From the line that holds "Would you mind pointing out the american" to the last line of the data, copy everything exactly; leave out all the rest.

[Saved entries]
= = = = =

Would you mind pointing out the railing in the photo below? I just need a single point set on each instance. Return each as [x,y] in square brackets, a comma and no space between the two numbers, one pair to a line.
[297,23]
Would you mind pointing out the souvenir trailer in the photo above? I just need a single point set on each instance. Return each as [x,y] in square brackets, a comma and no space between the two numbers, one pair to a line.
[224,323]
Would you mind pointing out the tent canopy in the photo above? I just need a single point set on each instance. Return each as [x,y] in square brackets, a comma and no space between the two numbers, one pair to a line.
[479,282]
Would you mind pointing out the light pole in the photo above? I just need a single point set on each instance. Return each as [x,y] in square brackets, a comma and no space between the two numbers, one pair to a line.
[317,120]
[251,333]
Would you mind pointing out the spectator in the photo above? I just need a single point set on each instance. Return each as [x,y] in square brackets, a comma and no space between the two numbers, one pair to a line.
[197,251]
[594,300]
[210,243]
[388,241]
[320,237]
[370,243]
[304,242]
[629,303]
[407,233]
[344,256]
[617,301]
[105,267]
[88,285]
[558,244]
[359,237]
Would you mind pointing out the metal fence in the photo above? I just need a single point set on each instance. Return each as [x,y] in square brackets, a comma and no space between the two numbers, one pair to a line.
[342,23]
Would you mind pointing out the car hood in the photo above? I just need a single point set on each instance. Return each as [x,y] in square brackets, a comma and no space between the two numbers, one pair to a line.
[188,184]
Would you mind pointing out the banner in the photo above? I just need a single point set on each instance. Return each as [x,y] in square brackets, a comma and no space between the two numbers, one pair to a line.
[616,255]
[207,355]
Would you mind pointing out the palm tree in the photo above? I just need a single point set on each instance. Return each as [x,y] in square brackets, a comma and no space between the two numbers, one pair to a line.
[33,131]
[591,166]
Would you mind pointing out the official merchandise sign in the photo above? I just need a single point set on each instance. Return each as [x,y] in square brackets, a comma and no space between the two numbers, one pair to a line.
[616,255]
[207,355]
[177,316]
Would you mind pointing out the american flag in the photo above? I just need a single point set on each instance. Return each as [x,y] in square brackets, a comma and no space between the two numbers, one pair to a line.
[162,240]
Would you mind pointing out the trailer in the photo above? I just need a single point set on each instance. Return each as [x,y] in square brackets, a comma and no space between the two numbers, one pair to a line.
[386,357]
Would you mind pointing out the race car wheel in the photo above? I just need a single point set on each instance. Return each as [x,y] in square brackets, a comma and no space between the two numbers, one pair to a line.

= = = = =

Exercise answer:
Would you mind pointing out the american flag in the photo above? I just need a single point set on each instance. Return each as [x,y] in square brackets, a comma and no space between the two numbers, one pair to a line.
[162,240]
Would you mind pointing out the trailer in the photo above? I just need a single point set on each instance. Return each as [x,y] in square brackets, a comma and no space between the two numbers, one pair to a line.
[386,357]
Would you mind pointing out the race car wheel in the photo above? I just need a single point set on each instance. Return each as [x,y] in square brackets, a comma and no space between the two numbers, one pair to a line.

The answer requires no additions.